BiTekDer ailesine katılmak için herhangi bir sektör, firma, görev, ünvan kısıtımız yok. Üye olmanın tek şartı, başvuran üyemizin “ekmeğini bilişimden kazanan” biri olması. Bilişim konusunda çalışan herkesin derneği olmayı istediğimiz için bu durum üye profiline de yansıyor. Bugün 400’ün üzerinde üyemiz var ve üyelerimiz arasında şirket sahibinden genel müdüre, bilgi işlem müdüründen yazılım geliştirme uzmanına, donanım satıcısından siber güvenlik uzmanına kadar bilişimle ilgili hemen her konuda yetkin ve tecrübeli arkadaşlarımız mevcut. Bu yüzden spesifik olarak yazılım, donanım, siber güvenlik, internet, yapay zeka gibi belli bir faaliyet alanımız yok. Bilgi teknolojileri veya bilişim ile ilgili her konuda görüş alışverişleri, toplantılar, eğitimler düzenleyebiliyoruz. 

Türkiye’nin teknoloji inovasyonundaki atılımlarını ve dijitalleşme yolculuğunu nasıl değerlendirirsiniz? Bu gelişmelerin ülke ekonomisine ve repütasyonuna katkıları hakkında neler söylersiniz?

Sağlanan veriler

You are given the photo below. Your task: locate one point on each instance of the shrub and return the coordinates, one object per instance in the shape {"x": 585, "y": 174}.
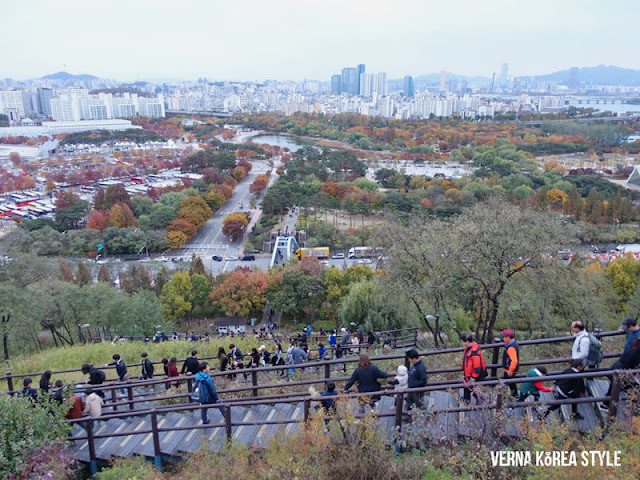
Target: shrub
{"x": 24, "y": 427}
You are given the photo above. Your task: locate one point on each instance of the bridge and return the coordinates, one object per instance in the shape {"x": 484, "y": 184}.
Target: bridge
{"x": 137, "y": 424}
{"x": 284, "y": 249}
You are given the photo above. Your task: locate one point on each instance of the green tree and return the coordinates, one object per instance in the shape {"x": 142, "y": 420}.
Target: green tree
{"x": 175, "y": 296}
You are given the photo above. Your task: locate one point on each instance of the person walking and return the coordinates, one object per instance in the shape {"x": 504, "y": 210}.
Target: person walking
{"x": 569, "y": 388}
{"x": 534, "y": 386}
{"x": 45, "y": 382}
{"x": 580, "y": 348}
{"x": 92, "y": 405}
{"x": 223, "y": 359}
{"x": 208, "y": 394}
{"x": 121, "y": 370}
{"x": 172, "y": 370}
{"x": 629, "y": 359}
{"x": 147, "y": 368}
{"x": 236, "y": 359}
{"x": 417, "y": 379}
{"x": 96, "y": 376}
{"x": 191, "y": 364}
{"x": 473, "y": 367}
{"x": 366, "y": 375}
{"x": 28, "y": 391}
{"x": 510, "y": 358}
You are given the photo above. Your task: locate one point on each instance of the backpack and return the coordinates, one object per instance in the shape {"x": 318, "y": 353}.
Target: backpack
{"x": 595, "y": 355}
{"x": 101, "y": 376}
{"x": 199, "y": 393}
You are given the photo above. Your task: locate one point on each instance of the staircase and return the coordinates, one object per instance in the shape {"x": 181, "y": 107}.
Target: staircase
{"x": 175, "y": 444}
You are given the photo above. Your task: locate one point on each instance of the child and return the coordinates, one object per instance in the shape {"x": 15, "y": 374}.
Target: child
{"x": 401, "y": 380}
{"x": 534, "y": 387}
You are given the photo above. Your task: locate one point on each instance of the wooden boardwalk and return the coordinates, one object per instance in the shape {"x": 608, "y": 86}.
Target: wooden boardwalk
{"x": 175, "y": 444}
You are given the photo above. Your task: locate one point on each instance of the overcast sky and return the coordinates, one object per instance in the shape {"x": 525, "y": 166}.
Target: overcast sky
{"x": 298, "y": 39}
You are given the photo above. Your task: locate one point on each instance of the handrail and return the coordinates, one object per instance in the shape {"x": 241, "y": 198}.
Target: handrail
{"x": 139, "y": 364}
{"x": 428, "y": 388}
{"x": 327, "y": 364}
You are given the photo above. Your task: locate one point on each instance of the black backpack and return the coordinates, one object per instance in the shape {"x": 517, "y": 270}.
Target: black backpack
{"x": 199, "y": 393}
{"x": 100, "y": 376}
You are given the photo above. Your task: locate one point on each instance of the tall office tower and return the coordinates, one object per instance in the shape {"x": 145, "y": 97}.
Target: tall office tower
{"x": 367, "y": 84}
{"x": 44, "y": 98}
{"x": 350, "y": 80}
{"x": 573, "y": 77}
{"x": 361, "y": 69}
{"x": 504, "y": 75}
{"x": 408, "y": 90}
{"x": 336, "y": 84}
{"x": 11, "y": 104}
{"x": 382, "y": 84}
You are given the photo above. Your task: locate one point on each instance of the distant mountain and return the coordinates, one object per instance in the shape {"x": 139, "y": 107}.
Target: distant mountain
{"x": 432, "y": 79}
{"x": 65, "y": 76}
{"x": 602, "y": 74}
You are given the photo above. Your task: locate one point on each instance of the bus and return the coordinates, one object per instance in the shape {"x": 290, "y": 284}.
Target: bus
{"x": 321, "y": 252}
{"x": 360, "y": 252}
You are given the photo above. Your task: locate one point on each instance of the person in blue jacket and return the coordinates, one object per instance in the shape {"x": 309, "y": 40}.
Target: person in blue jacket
{"x": 210, "y": 394}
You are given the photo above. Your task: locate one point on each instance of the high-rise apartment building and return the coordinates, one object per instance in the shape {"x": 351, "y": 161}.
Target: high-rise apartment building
{"x": 350, "y": 80}
{"x": 44, "y": 99}
{"x": 361, "y": 69}
{"x": 336, "y": 84}
{"x": 504, "y": 75}
{"x": 11, "y": 104}
{"x": 381, "y": 87}
{"x": 408, "y": 90}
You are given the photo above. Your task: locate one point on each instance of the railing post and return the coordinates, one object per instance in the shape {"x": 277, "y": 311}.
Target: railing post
{"x": 254, "y": 382}
{"x": 494, "y": 358}
{"x": 114, "y": 399}
{"x": 399, "y": 406}
{"x": 307, "y": 407}
{"x": 10, "y": 382}
{"x": 92, "y": 447}
{"x": 156, "y": 440}
{"x": 130, "y": 397}
{"x": 227, "y": 422}
{"x": 615, "y": 395}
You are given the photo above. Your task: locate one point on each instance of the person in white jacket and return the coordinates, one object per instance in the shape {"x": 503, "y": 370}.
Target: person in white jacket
{"x": 581, "y": 343}
{"x": 93, "y": 405}
{"x": 401, "y": 380}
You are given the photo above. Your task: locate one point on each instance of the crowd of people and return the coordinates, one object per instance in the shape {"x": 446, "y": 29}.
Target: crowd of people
{"x": 87, "y": 400}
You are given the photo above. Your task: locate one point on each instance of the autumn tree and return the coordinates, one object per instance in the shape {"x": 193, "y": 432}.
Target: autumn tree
{"x": 97, "y": 221}
{"x": 116, "y": 194}
{"x": 234, "y": 224}
{"x": 175, "y": 296}
{"x": 241, "y": 292}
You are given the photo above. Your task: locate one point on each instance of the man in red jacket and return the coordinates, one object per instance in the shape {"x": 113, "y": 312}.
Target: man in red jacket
{"x": 473, "y": 366}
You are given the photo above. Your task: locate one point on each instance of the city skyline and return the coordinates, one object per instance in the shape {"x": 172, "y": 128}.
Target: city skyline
{"x": 286, "y": 40}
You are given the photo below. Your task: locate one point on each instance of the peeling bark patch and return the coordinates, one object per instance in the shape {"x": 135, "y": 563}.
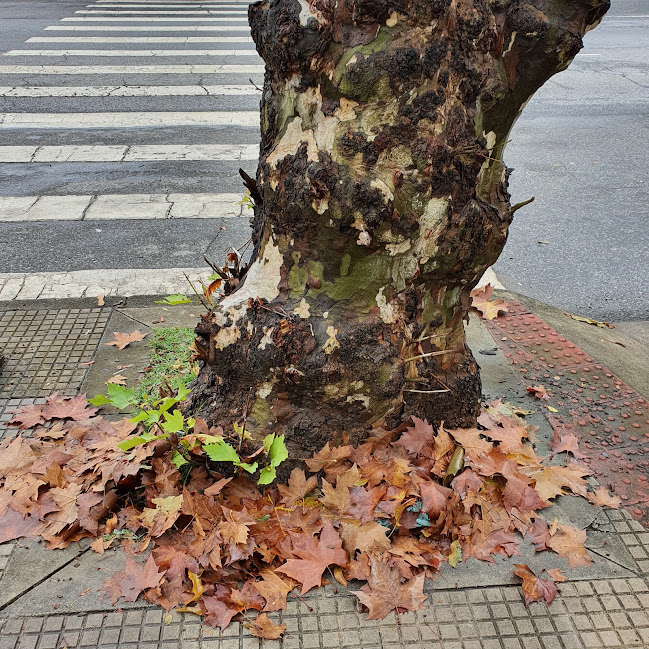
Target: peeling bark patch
{"x": 331, "y": 343}
{"x": 302, "y": 310}
{"x": 385, "y": 308}
{"x": 261, "y": 280}
{"x": 226, "y": 336}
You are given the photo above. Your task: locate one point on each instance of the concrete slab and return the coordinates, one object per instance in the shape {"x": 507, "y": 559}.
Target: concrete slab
{"x": 108, "y": 360}
{"x": 31, "y": 565}
{"x": 72, "y": 586}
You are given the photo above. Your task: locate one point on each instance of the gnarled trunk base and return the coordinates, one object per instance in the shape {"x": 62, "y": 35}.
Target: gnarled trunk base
{"x": 381, "y": 199}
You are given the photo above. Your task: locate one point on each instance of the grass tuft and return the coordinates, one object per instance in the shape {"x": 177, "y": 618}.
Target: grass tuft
{"x": 171, "y": 349}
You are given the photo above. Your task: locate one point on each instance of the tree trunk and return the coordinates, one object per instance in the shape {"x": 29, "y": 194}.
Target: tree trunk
{"x": 381, "y": 199}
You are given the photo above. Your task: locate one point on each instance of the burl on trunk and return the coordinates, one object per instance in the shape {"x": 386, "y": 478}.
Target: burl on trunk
{"x": 381, "y": 199}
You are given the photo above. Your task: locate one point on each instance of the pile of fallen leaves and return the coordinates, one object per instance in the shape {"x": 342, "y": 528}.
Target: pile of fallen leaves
{"x": 387, "y": 513}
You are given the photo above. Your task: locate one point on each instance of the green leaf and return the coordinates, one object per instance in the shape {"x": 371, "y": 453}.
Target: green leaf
{"x": 167, "y": 404}
{"x": 132, "y": 442}
{"x": 120, "y": 396}
{"x": 268, "y": 474}
{"x": 221, "y": 452}
{"x": 174, "y": 422}
{"x": 278, "y": 452}
{"x": 250, "y": 468}
{"x": 178, "y": 459}
{"x": 99, "y": 400}
{"x": 176, "y": 298}
{"x": 183, "y": 391}
{"x": 268, "y": 442}
{"x": 456, "y": 554}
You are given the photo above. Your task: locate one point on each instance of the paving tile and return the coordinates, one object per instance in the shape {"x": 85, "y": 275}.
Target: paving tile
{"x": 45, "y": 350}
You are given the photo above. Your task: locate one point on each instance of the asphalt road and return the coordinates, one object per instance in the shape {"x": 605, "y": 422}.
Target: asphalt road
{"x": 580, "y": 148}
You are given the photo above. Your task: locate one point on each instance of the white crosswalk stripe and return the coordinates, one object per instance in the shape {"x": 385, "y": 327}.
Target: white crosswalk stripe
{"x": 126, "y": 120}
{"x": 128, "y": 91}
{"x": 120, "y": 206}
{"x": 166, "y": 6}
{"x": 127, "y": 153}
{"x": 131, "y": 69}
{"x": 140, "y": 39}
{"x": 203, "y": 12}
{"x": 148, "y": 28}
{"x": 113, "y": 150}
{"x": 223, "y": 19}
{"x": 126, "y": 5}
{"x": 136, "y": 53}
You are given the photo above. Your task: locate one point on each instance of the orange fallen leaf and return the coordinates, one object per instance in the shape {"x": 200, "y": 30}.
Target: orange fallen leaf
{"x": 263, "y": 627}
{"x": 482, "y": 303}
{"x": 123, "y": 340}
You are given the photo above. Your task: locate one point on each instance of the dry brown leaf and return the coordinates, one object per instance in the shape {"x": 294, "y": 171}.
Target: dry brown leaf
{"x": 384, "y": 591}
{"x": 568, "y": 542}
{"x": 535, "y": 588}
{"x": 603, "y": 498}
{"x": 366, "y": 538}
{"x": 264, "y": 627}
{"x": 274, "y": 590}
{"x": 488, "y": 309}
{"x": 123, "y": 340}
{"x": 315, "y": 556}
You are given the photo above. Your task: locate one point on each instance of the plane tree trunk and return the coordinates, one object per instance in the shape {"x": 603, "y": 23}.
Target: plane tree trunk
{"x": 381, "y": 199}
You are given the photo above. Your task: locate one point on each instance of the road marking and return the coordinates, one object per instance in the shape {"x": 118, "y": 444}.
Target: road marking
{"x": 131, "y": 69}
{"x": 128, "y": 120}
{"x": 127, "y": 153}
{"x": 140, "y": 39}
{"x": 90, "y": 283}
{"x": 182, "y": 12}
{"x": 152, "y": 28}
{"x": 221, "y": 19}
{"x": 127, "y": 91}
{"x": 114, "y": 207}
{"x": 167, "y": 5}
{"x": 136, "y": 53}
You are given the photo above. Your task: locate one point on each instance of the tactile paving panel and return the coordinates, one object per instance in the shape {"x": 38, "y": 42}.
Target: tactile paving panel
{"x": 45, "y": 350}
{"x": 584, "y": 398}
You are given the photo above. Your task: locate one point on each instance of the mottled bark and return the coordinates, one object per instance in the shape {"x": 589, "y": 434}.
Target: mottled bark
{"x": 382, "y": 200}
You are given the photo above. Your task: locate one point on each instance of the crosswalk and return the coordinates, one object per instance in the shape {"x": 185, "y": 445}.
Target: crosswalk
{"x": 120, "y": 148}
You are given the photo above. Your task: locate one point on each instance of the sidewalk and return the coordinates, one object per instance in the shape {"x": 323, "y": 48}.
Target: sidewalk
{"x": 598, "y": 389}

Görev ayrıntıları
BiTekDer hakkındaki sayfaya göre derneğe üye olmanın tek şartı nedir, lütfen yazın. Bu öğeler başka bir kaynaktan alınmıştır.

Doğru cevap
Başvuran kişinin "ekmeğini bilişimden kazanan" biri olması.